TEXTAUSZUG:
= = = =

Den Start macht Birringer mit Bachs bekannter „Partita für Violine Nr. 3 in E“, BWV 1006. Ausgehend von der elegant, einer französischen Barocksuite folgenden Partita mit Preludio, Loure, Gavotte en Rondeau, Menuett I, II, Bourrée und Gigue illustriert die Geigerin mit dem aus ihrer Sicht nach wie vor unterbewerteten “Präludium und Fuge in d-Moll”, Op. 117, Nr. 6 von Max Reger die Anreicherung barocker Formen mit neu gefasster kontrapunktischer Komplexität, anspruchsvoller Chromatik und romantischer Emphase. Dem die Moderne vorwegnehmenden, streng wirkenden Grenzgänger Reger gar nicht so unähnlich ist die virtuose Tonsprache des Belgiers Eugène Ysaÿe. In seiner zweiten, viersätzigen “Sonate in a-Moll”, Op. 27 nimmt Ysaÿe Anleihen bei Bach und dem Dies-Irae-Motiv aus dem gregorianischen Choral. Birringer gelingt es ganz hervorragend, die geheimnisumwehte Atmosphäre, die Siciliano-Rhythmen, das fein gewebte melodische Geflecht, die dekadent endzeitliche Stimmung mit allen technischen Finessen klanglich auszudeklinieren. Mit zwei sehr spannenden Entdeckungen schließt das Album: Der deutsche Komponist Ernst-Lothar von Knorr verarbeitet in seiner viersätzigen “Partita in g-Moll” aus dem Jahr 1946 das Volkslied “Es geht ein dunkler Wolk’ herein” in einer ‚Reihe von originellen Variationen‘, Lera Auerbach wiederum geht in ihrer zehnteiligen “par.ti.ta” mit “angedeuteten, indirekten, verzerrten und entstellten Bach-Zitaten“ äußerst kontrastreich zur Sache. Birringer: “Fasziniert von Zersetzung und Auflösung spinnt Auerbach dem musikalischen Text teilweise bis zum Zerfall hin weiter. Die Zerlegung des Wortes Partita ist vermutlich auch ein Ausdruck für die Zersplitterung und Brechung von Bachs Ausdrucksformen in eine zeitgemäße Tonsprache. Mit ihrem ganz eigene Idiom – einer fantasievollen, mit Assoziationen behafteten Annäherung an den Klangkosmos des Thomaskantors lässt sie uns gleichzeitig in die Vergangenheit sowie neugierig in die Zukunft blicken.”

= = = =

DATENTEIL:
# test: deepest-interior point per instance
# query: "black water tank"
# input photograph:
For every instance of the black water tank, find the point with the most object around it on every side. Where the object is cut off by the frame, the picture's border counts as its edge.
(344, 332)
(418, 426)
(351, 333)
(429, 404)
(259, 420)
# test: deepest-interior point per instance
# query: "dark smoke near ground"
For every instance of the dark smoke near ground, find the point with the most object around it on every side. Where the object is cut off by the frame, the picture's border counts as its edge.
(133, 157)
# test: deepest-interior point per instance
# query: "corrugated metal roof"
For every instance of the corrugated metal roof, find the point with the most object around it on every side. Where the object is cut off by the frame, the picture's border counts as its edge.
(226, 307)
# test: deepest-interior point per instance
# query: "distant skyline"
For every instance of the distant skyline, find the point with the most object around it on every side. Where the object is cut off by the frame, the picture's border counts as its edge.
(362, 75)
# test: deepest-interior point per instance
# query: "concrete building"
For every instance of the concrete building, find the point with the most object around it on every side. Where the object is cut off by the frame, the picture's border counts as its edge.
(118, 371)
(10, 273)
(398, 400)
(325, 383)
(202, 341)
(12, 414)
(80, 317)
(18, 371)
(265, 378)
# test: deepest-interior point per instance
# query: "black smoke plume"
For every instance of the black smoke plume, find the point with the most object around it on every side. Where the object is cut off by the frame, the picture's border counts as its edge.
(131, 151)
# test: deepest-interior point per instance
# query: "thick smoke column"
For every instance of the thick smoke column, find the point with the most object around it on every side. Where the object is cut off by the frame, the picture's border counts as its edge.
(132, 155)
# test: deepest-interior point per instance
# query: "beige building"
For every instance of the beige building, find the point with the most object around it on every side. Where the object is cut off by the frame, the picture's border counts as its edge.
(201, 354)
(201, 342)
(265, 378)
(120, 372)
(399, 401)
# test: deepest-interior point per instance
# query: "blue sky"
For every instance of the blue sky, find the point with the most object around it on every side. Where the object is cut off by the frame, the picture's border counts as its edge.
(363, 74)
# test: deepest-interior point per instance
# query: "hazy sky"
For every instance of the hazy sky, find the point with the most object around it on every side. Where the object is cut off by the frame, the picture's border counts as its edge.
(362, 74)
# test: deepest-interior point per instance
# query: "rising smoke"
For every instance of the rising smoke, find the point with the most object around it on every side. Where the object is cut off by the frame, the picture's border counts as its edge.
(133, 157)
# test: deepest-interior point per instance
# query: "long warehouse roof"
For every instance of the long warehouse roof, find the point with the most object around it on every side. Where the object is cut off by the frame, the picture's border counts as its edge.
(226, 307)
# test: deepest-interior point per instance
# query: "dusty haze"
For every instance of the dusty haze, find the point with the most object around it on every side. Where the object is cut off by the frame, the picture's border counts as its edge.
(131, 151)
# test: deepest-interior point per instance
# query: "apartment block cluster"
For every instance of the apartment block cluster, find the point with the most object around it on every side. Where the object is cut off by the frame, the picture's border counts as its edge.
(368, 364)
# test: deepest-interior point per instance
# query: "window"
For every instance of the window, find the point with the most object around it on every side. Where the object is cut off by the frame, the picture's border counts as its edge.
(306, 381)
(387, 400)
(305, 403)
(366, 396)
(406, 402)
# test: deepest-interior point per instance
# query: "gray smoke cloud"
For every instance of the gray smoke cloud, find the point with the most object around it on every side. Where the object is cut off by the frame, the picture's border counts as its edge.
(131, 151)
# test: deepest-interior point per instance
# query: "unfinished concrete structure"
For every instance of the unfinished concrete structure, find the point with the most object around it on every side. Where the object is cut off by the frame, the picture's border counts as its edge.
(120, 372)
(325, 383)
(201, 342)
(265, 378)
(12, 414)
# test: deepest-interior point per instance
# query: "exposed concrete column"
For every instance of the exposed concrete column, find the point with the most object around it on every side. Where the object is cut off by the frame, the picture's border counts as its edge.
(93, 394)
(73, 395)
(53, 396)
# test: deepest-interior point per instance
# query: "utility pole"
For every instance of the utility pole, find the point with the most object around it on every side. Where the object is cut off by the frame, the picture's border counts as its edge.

= = = =

AUFGABE: Welche Komponisten nennt der Textauszug über Birringers Album? Zähle alle auf.

ANTWORT: Bach, Max Reger, Eugène Ysaÿe, Ernst-Lothar von Knorr, Lera Auerbach